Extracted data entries

= = = = =

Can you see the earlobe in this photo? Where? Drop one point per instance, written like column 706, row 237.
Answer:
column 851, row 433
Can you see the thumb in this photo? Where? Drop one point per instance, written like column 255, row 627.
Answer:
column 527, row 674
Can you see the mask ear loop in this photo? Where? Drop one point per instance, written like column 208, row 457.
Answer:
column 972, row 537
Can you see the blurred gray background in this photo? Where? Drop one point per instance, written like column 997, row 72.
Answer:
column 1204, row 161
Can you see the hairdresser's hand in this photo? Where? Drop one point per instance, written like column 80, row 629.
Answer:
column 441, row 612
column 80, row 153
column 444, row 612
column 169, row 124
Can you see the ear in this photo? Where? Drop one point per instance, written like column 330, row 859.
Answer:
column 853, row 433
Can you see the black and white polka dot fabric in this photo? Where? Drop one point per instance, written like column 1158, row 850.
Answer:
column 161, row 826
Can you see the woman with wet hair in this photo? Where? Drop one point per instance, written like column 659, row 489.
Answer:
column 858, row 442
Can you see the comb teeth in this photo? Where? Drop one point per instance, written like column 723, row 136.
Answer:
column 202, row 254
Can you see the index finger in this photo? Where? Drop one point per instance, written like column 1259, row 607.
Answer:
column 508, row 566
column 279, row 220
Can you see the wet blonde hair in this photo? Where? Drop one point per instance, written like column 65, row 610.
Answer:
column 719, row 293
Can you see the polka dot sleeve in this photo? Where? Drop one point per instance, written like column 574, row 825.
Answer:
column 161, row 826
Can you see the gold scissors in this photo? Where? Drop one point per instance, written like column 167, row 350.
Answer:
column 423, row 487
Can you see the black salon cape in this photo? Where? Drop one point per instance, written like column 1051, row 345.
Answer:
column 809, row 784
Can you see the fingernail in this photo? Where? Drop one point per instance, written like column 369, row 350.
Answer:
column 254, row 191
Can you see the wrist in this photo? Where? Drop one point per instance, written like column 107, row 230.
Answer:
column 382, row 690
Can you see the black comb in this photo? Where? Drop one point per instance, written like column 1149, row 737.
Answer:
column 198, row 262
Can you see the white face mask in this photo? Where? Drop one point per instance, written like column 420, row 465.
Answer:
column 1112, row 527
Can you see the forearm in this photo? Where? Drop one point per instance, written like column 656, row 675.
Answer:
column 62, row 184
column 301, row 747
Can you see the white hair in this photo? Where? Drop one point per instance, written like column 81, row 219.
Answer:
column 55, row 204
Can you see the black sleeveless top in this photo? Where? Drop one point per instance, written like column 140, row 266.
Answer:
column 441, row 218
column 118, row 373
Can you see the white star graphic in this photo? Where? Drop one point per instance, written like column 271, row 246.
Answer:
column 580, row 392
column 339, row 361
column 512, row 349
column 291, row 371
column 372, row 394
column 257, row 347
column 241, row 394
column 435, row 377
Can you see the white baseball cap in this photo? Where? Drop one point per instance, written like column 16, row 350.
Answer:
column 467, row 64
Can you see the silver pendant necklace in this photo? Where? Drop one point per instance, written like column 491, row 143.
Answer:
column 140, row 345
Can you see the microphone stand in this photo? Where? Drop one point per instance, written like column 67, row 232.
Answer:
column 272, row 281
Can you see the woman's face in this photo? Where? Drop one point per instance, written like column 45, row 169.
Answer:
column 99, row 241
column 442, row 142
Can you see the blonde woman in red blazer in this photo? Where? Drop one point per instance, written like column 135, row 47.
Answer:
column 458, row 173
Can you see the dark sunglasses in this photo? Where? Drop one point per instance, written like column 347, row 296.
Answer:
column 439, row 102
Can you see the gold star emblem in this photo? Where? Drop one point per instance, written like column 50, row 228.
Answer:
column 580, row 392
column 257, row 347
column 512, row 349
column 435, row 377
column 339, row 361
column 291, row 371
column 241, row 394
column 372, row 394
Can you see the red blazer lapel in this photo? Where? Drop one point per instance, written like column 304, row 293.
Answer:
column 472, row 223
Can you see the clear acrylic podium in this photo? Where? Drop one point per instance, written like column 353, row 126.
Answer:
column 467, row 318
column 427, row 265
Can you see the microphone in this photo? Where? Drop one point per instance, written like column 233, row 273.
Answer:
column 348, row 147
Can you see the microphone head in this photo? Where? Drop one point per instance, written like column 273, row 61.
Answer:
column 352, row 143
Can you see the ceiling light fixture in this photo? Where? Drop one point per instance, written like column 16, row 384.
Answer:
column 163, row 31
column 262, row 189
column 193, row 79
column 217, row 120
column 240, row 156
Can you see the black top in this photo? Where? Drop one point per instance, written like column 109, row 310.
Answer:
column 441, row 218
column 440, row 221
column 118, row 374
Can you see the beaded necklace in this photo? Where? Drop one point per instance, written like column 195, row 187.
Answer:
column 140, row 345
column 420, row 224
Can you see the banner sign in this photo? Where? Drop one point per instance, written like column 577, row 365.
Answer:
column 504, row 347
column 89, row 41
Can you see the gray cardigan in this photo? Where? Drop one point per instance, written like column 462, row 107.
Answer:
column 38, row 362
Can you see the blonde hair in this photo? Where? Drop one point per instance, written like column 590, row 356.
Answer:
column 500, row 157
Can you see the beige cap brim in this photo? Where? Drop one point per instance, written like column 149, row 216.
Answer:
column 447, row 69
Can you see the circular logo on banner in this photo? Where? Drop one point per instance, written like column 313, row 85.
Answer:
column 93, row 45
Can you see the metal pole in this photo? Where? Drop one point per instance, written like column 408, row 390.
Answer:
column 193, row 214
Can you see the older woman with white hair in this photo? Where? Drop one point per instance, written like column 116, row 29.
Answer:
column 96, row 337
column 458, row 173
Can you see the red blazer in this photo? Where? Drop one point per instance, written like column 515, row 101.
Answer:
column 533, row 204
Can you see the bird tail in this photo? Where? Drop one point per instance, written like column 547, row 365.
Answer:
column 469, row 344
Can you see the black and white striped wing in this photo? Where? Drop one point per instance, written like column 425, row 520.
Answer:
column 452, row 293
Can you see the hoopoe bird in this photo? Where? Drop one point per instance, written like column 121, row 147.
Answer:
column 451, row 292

= = = = =

▸ YOUR INSTRUCTIONS:
Reproduce the listing above verbatim, from its first line through its last.

▸ SOLUTION TO THE PROBLEM:
Can you see the earlobe in this photo? Where? Drop one point per instance, written like column 706, row 237.
Answer:
column 851, row 433
Can you see the thumb in this photo? Where? Drop one point per instance, written like column 255, row 627.
Answer:
column 527, row 674
Can you see the mask ear loop in this photo? Where? Drop one point per instance, written like column 208, row 457.
Answer:
column 972, row 537
Can you see the blurred gray background in this photo? Where? Drop one point per instance, written like column 997, row 72.
Answer:
column 1204, row 161
Can you see the hairdresser's hand in this photo? Where? Drop one point per instance, written like column 80, row 629.
Answer:
column 441, row 612
column 80, row 153
column 444, row 612
column 169, row 124
Can you see the ear in this photo? Where? Drop one point per instance, written like column 330, row 859.
Answer:
column 853, row 433
Can you see the black and white polka dot fabric in this photo? Where? Drop one point per instance, written like column 1158, row 850.
Answer:
column 161, row 826
Can you see the woman with wet hair in this photo? Where? Drop one point per instance, written like column 659, row 489.
Answer:
column 858, row 442
Can you see the comb teeth in this photo? Where? Drop one point per instance, written like column 723, row 136.
Answer:
column 202, row 254
Can you see the index finger in this photo? Where? Drop one point per instance, written like column 1259, row 607.
Answer:
column 508, row 566
column 279, row 220
Can you see the wet blonde hair in this photo? Where? Drop one point per instance, written like column 65, row 610.
Answer:
column 719, row 293
Can you see the polka dot sleeve in this photo? Where? Drop one point per instance, written like column 574, row 825.
Answer:
column 161, row 826
Can you see the gold scissors in this photo? Where? Drop one point per instance, written like column 167, row 350.
Answer:
column 423, row 487
Can you see the black salon cape in this photo? Where? Drop one point per instance, written like column 1051, row 345.
Answer:
column 809, row 784
Can you see the fingernail in this photo? Where? Drop one point per instance, written like column 369, row 350.
Answer:
column 254, row 191
Can you see the wrist in this photo? Where? Drop one point per instance, written like column 107, row 230.
Answer:
column 382, row 690
Can you see the black comb in this photo? Where? Drop one point per instance, written like column 1149, row 737.
Answer:
column 198, row 262
Can you see the white face mask in this photo? Where? Drop one point per instance, written like column 420, row 465.
Answer:
column 1112, row 527
Can you see the forearm in this photo? Where? Drop one point per instance, written like column 656, row 675.
Answer:
column 62, row 184
column 301, row 747
Can you see the white hair in this photo? Where? Drop one point per instance, written like column 81, row 219.
Answer:
column 55, row 204
Can you see the black sleeveless top in this photo? Where? Drop one point per instance, written like column 140, row 266.
Answer:
column 441, row 218
column 118, row 373
Can you see the white star graphic in this photo? Where? Drop one point per instance, written like column 271, row 246.
Answer:
column 580, row 392
column 339, row 361
column 512, row 349
column 291, row 371
column 372, row 394
column 257, row 347
column 241, row 394
column 435, row 377
Can you see the white baseball cap in this photo? Where? Drop one point per instance, written like column 16, row 350.
Answer:
column 467, row 64
Can you see the silver pendant necklace in this photo? Where? Drop one point per instance, written like column 491, row 143.
Answer:
column 140, row 345
Can you see the microphone stand in this photo? Where? Drop one point per instance, written like column 67, row 232.
Answer:
column 272, row 281
Can you see the woman's face in this photo? Where? Drop one point per instance, written like column 45, row 169.
Answer:
column 99, row 241
column 442, row 142
Can you see the blonde woman in red blazer in this photo? Where? Drop one point per instance, written like column 135, row 47.
Answer:
column 458, row 173
Can you see the dark sunglasses in this photo? Where? Drop one point per instance, written like column 347, row 296.
Answer:
column 439, row 102
Can you see the gold star emblem in this photo? Where? Drop one point per instance, written like column 50, row 228.
Answer:
column 580, row 392
column 257, row 347
column 512, row 349
column 435, row 377
column 339, row 361
column 291, row 371
column 241, row 394
column 372, row 394
Can you see the red blazer lapel in this photo? Where? Drop one point per instance, written like column 304, row 293.
Answer:
column 472, row 223
Can you see the clear acrylic podium in this photo? Where? Drop one point per instance, written like column 353, row 126.
Answer:
column 467, row 318
column 427, row 265
Can you see the microphone in this photo? Where? Drop one point per instance, written like column 233, row 273.
Answer:
column 348, row 147
Can you see the microphone head in this photo? Where? Drop one point per instance, written like column 273, row 61.
Answer:
column 352, row 143
Can you see the ceiling light fixture in this photo? Where? Drop one point per instance, written like column 16, row 384.
Answer:
column 163, row 31
column 262, row 189
column 193, row 79
column 217, row 120
column 240, row 156
Can you see the black top in this photo? Where? Drop one point per instance, written like column 109, row 310.
Answer:
column 441, row 218
column 440, row 221
column 118, row 374
Can you see the beaded necklace in this photo? Where? Drop one point per instance, written like column 195, row 187.
Answer:
column 140, row 345
column 420, row 224
Can you see the banner sign in this photo? Where? Drop one point per instance, written like column 577, row 365.
Answer:
column 504, row 347
column 89, row 41
Can you see the gray cardigan in this photo? Where? Drop one point per instance, written like column 462, row 107.
Answer:
column 38, row 362
Can you see the blonde hair in this photo? Where? Drop one point per instance, written like column 590, row 356.
Answer:
column 500, row 157
Can you see the beige cap brim in this photo? Where? Drop one point per instance, written like column 149, row 216.
Answer:
column 447, row 69
Can you see the circular logo on banner in this photo? Where? Drop one point per instance, written like column 313, row 85.
Answer:
column 93, row 45
Can you see the metal pole in this photo? Where? Drop one point per instance, written like column 408, row 390.
Answer:
column 193, row 214
Can you see the older woman with white hair in this photo? Where? Drop one point per instance, written like column 116, row 29.
Answer:
column 96, row 337
column 458, row 173
Can you see the red blazer in this photo? Where? Drop one point per instance, written like column 515, row 101.
Answer:
column 533, row 204
Can you see the bird tail in this photo? Where? Drop one point per instance, written like column 547, row 365.
Answer:
column 469, row 344
Can you see the black and white striped wing in this photo? Where? Drop one point per instance, written like column 425, row 520.
Answer:
column 452, row 293
Can you see the hoopoe bird in this photo? Where? Drop one point per instance, written like column 121, row 147.
Answer:
column 451, row 292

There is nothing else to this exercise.